● Objective
Copy every line from the one containing "Could you point out the seagull on" through the end of the records, multiplying each coordinate in the pairs that follow a "Target:" line by 1.25 and rounding to whole numbers, with halves rounded up. Keep every other number unchanged, and leave the pictures out.

____ Entries

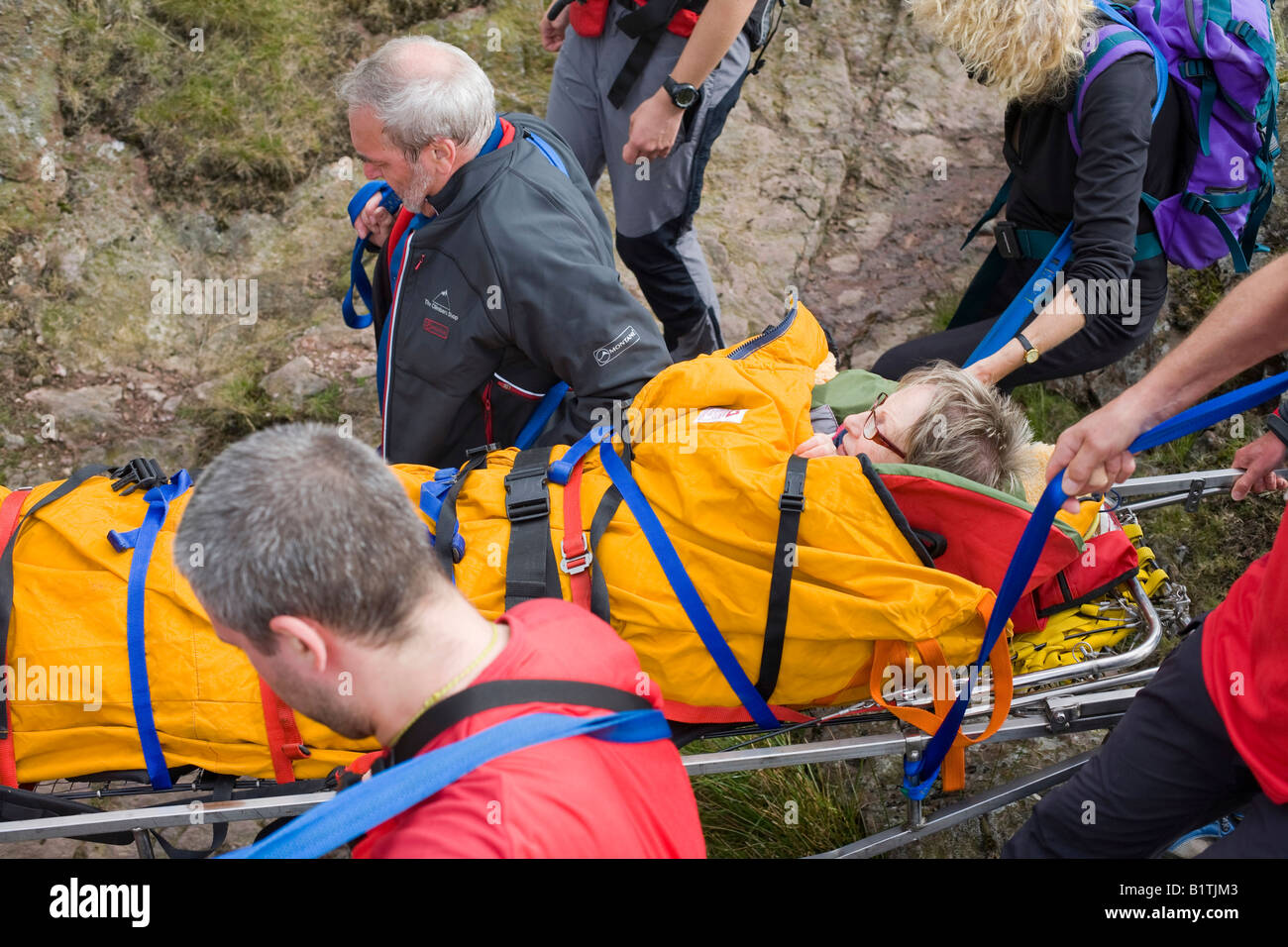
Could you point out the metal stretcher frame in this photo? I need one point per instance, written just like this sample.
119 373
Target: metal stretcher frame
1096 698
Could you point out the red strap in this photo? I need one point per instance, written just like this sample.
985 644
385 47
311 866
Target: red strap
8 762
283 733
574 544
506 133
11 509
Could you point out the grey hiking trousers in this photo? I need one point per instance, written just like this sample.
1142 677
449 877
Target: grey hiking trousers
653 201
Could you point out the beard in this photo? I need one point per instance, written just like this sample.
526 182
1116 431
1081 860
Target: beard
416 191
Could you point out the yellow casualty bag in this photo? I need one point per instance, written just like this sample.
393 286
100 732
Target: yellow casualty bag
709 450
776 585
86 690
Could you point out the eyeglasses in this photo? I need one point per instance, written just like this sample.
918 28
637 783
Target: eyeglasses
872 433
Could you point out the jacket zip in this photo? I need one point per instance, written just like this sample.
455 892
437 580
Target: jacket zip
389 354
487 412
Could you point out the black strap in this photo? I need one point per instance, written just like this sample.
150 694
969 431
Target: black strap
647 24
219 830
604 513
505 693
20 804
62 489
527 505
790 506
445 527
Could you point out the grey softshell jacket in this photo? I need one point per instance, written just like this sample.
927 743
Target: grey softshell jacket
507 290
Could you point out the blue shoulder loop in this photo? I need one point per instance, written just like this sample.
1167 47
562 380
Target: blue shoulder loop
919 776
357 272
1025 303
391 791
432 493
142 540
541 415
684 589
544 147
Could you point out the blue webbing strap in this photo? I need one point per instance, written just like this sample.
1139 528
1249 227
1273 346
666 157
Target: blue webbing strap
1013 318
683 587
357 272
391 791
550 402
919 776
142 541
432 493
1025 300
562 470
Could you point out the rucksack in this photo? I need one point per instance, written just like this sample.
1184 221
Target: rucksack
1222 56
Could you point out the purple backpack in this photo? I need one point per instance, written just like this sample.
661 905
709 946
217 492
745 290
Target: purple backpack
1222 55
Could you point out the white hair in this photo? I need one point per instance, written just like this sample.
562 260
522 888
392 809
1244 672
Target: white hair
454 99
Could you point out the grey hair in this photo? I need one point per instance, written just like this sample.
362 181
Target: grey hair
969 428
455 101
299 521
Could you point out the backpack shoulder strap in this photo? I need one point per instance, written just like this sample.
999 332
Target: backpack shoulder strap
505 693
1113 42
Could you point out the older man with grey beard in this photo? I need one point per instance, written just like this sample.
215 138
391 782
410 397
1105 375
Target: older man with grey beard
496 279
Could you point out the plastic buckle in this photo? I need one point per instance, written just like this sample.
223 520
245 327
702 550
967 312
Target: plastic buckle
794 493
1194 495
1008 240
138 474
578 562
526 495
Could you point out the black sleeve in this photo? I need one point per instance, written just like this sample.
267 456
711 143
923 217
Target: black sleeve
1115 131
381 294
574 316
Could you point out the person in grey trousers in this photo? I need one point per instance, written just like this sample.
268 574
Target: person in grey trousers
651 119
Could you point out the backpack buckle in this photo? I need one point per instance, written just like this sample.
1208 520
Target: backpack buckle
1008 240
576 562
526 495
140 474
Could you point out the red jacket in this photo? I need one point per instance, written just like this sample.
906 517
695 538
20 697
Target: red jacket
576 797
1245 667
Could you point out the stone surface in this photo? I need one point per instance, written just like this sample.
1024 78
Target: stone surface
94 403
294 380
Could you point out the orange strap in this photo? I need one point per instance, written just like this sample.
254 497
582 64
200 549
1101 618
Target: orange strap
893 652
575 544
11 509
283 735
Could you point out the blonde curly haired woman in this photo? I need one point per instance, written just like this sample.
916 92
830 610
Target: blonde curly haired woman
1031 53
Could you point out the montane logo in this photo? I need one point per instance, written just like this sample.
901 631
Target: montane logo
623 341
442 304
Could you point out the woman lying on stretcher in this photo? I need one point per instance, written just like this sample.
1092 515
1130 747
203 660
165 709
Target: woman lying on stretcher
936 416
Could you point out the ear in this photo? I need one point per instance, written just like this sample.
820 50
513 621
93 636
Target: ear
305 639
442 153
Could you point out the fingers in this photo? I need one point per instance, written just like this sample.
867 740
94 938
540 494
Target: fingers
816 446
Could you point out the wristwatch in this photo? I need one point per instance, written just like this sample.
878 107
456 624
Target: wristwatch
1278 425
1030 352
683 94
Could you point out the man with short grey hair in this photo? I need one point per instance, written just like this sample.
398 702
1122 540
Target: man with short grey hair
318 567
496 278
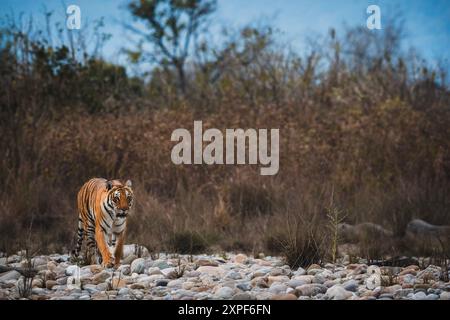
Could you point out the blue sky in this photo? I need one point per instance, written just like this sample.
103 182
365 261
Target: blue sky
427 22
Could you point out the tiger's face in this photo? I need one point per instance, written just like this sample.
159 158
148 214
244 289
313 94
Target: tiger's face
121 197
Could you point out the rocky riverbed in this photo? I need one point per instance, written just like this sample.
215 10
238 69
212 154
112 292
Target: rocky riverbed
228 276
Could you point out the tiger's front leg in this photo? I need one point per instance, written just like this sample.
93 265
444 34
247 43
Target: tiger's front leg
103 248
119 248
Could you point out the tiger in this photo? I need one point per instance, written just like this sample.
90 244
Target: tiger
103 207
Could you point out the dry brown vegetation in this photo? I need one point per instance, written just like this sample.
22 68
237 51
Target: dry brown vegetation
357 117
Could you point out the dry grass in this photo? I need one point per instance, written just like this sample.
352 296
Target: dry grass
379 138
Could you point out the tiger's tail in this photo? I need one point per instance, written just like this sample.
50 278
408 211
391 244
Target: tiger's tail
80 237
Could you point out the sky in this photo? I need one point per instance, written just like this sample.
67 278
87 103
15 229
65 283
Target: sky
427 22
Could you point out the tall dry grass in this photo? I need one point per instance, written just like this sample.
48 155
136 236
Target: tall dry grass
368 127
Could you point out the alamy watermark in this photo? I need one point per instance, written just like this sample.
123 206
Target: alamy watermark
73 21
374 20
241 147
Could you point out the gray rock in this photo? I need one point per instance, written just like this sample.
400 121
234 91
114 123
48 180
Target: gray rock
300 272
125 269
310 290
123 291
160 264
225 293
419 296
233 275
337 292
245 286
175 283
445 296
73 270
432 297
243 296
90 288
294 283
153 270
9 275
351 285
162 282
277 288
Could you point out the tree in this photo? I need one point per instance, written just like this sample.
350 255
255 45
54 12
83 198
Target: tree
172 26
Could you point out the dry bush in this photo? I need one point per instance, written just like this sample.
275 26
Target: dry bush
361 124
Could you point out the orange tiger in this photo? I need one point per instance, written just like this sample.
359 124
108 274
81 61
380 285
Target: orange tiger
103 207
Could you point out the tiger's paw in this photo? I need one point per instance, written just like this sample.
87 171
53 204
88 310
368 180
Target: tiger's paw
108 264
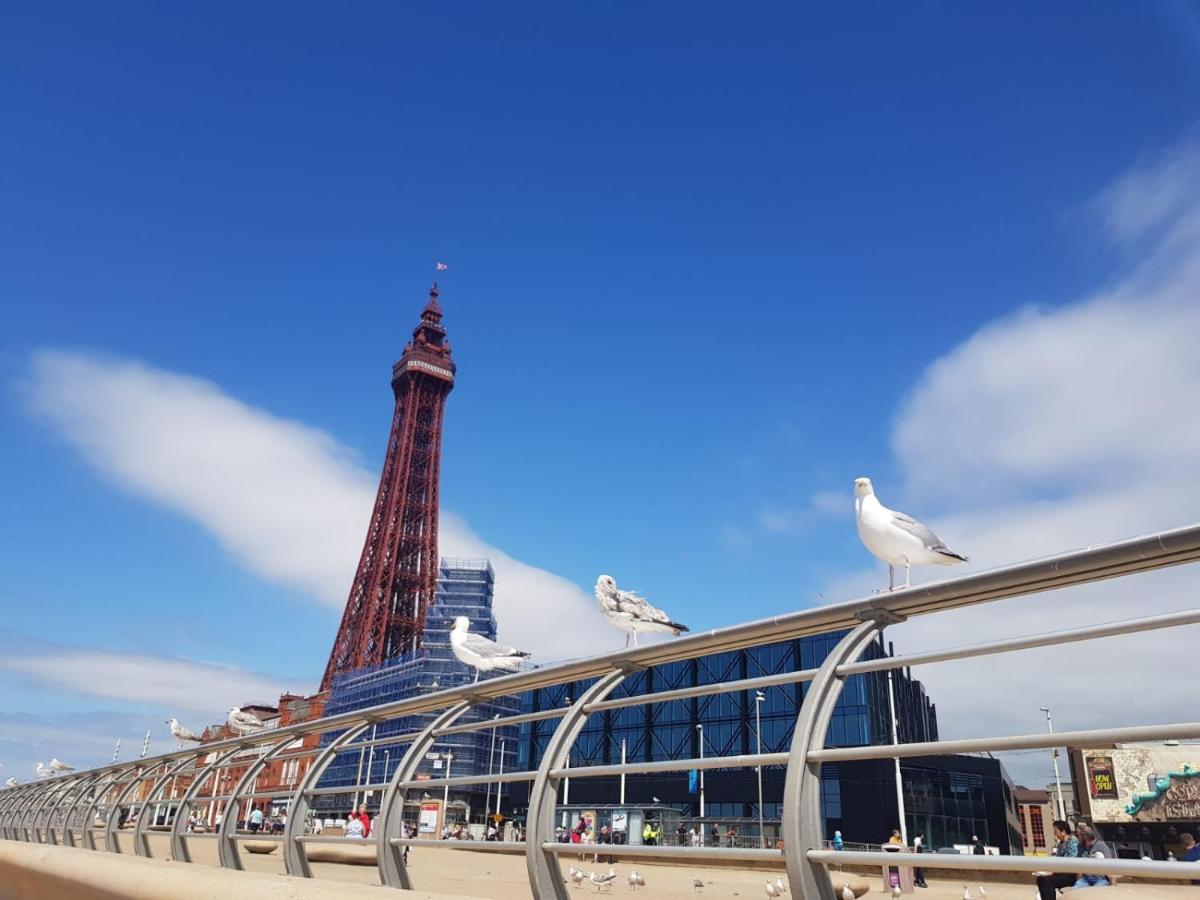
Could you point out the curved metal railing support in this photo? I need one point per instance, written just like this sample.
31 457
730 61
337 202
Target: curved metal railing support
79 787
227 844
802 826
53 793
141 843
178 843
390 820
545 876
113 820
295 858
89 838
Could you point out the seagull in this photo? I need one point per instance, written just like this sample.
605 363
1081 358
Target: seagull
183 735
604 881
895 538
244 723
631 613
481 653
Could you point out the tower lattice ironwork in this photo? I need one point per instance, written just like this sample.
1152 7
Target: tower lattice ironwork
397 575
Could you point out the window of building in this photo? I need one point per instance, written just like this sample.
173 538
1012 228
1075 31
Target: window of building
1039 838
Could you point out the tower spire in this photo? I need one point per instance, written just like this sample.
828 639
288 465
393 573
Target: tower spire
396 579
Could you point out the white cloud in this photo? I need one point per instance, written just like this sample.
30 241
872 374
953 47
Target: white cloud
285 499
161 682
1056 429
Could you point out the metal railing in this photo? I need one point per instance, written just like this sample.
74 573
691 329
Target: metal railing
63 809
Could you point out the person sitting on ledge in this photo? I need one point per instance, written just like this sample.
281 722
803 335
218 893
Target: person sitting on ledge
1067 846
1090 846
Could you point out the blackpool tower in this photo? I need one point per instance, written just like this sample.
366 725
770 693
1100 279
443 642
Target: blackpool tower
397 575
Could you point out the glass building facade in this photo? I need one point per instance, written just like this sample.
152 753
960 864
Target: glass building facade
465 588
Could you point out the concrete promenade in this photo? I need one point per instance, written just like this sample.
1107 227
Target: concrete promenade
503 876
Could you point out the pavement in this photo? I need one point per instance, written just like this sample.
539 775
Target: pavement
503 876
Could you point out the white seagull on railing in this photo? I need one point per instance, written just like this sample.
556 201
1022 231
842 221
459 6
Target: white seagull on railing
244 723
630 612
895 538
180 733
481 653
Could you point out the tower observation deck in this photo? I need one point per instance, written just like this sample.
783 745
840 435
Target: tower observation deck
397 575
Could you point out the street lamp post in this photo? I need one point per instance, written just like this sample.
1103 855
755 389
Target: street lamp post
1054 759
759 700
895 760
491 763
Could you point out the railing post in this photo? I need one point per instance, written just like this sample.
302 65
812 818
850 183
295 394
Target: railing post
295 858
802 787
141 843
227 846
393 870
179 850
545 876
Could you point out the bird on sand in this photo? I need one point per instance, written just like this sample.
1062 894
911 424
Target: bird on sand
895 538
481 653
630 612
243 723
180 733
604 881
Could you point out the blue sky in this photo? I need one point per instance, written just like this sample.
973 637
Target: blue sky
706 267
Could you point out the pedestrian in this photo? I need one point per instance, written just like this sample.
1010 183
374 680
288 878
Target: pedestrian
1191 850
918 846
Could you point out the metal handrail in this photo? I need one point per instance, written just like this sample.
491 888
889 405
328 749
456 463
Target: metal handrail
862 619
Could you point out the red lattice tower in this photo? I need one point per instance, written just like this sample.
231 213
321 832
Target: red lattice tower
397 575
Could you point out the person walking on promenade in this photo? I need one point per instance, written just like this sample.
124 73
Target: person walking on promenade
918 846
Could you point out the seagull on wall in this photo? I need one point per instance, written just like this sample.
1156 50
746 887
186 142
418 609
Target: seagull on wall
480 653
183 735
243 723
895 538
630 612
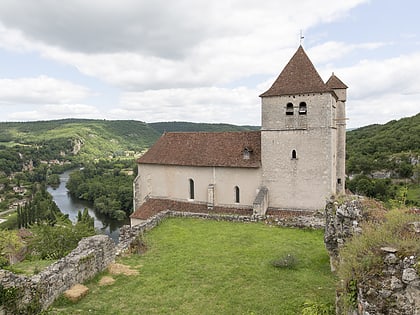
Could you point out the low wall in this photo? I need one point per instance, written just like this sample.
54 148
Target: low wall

________

● Solution
Could you point out the seagull on wall in this photo? I need one point per instance, written just like this sample.
1156 50
746 887
186 142
418 609
Target: seagull on wall
600 816
229 919
304 904
1119 673
788 765
Could you point out the low wall in this photo? I need one point per instance, written just like this sample.
54 148
Target: low wall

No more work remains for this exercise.